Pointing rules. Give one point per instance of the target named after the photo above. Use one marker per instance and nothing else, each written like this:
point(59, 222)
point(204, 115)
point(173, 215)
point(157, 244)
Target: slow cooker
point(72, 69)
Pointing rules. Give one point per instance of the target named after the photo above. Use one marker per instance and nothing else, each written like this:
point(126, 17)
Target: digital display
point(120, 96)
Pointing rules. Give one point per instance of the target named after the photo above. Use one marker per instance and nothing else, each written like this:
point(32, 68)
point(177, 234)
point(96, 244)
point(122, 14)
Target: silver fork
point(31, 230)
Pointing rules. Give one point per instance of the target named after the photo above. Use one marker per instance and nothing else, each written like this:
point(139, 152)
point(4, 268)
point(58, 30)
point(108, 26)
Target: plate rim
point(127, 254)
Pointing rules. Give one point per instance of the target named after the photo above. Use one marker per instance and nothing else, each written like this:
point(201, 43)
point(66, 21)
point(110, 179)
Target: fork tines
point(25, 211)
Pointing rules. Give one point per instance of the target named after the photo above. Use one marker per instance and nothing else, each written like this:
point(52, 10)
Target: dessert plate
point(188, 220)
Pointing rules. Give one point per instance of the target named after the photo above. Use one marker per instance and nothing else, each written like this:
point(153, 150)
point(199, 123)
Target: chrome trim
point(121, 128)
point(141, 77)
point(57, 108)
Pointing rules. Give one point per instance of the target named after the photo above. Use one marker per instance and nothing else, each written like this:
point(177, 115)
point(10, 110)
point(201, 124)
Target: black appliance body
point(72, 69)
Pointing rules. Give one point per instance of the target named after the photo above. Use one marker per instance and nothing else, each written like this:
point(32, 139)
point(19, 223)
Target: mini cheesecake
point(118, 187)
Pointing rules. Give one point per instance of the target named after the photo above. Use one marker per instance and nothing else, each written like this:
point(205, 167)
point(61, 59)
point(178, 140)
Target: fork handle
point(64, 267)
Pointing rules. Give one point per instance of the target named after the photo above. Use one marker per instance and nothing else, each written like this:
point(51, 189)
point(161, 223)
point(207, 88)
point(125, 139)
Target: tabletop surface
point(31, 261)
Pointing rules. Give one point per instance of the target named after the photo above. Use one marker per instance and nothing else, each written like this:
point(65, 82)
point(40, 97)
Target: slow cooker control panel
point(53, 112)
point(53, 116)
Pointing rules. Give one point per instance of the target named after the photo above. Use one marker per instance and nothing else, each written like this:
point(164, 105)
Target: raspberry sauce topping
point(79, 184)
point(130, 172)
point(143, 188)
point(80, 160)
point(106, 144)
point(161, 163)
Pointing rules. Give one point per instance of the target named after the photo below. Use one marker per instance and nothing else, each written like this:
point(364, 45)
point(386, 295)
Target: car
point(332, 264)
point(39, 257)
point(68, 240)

══════════

INSTRUCTIONS FOR THE TASK:
Write out the material again, exactly as shown above.

SOLUTION FOR THIS PROBLEM:
Pointing rules. Give one point per instance of the target named after the photo above. Use one marker per instance and nothing else, each written like this:
point(59, 222)
point(204, 115)
point(173, 215)
point(157, 244)
Target: slow cooker
point(72, 69)
Pointing rules. Give one point per instance of the target named after the photo above. Use one marker per instance and nothing else, each written like this:
point(126, 17)
Target: digital display
point(120, 96)
Pointing rules. Give one point per instance of the target named after the photo above. Use one marker per instance and nothing else, each written like this:
point(32, 68)
point(177, 234)
point(96, 244)
point(122, 14)
Target: silver fork
point(31, 230)
Pointing rules. Give one point per instance of the target named after the photo above. Use one marker per instance and nothing else, each written like this:
point(139, 152)
point(4, 268)
point(58, 30)
point(108, 26)
Target: plate rim
point(127, 254)
Pointing rules. Give one point per instance of the target named after the photo above. Use one marker per instance and nothing else, each written like this:
point(201, 43)
point(66, 21)
point(110, 179)
Target: fork tines
point(25, 211)
Pointing rules. Give one point per instance of the target named after the photo above. Use one marker per instance and nothing else, each written like this:
point(52, 10)
Target: dessert plate
point(188, 220)
Pointing rules. Give one point per instance of the target named after the photo above. Use one marker per instance and nothing else, each written like this:
point(153, 150)
point(199, 123)
Target: chrome trim
point(121, 128)
point(141, 77)
point(57, 108)
Pointing rules. Give one point per instance of the target named after the photo above. Use one marker per instance and nothing else, each written like this:
point(177, 115)
point(10, 110)
point(201, 124)
Target: black appliance body
point(72, 69)
Pointing rules. Give one point per instance of the target named after the photo above. Use one marker per instance and nothing else, each written like this:
point(32, 139)
point(19, 223)
Target: mini cheesecake
point(118, 187)
Pointing rules. Give one point per instance of the target named after the photo above. Use one marker per instance and nothing else, each written like this:
point(205, 167)
point(61, 59)
point(178, 140)
Target: fork handle
point(64, 267)
Pointing rules. Give one point per instance of the target named after the photo above. Use one marker per instance and nothing else, each written like this:
point(51, 189)
point(161, 223)
point(207, 88)
point(125, 139)
Target: tabletop surface
point(31, 261)
Pointing rules. Give one point per instance of the target named after the photo above. Use one marker per instance and nothing else, each written like this:
point(65, 82)
point(40, 97)
Target: slow cooker control panel
point(53, 112)
point(53, 116)
Pointing rules. Give one point per instance of the target named after the photo above. Use one marker per instance and nothing else, each written like this:
point(164, 105)
Target: raspberry sauce topping
point(79, 184)
point(130, 172)
point(143, 188)
point(80, 160)
point(106, 144)
point(161, 163)
Pointing rules. Give one point per instance of the target named after the photo below. Use one marker per instance and nothing else, each written like this:
point(364, 45)
point(386, 295)
Target: car
point(332, 264)
point(39, 257)
point(68, 240)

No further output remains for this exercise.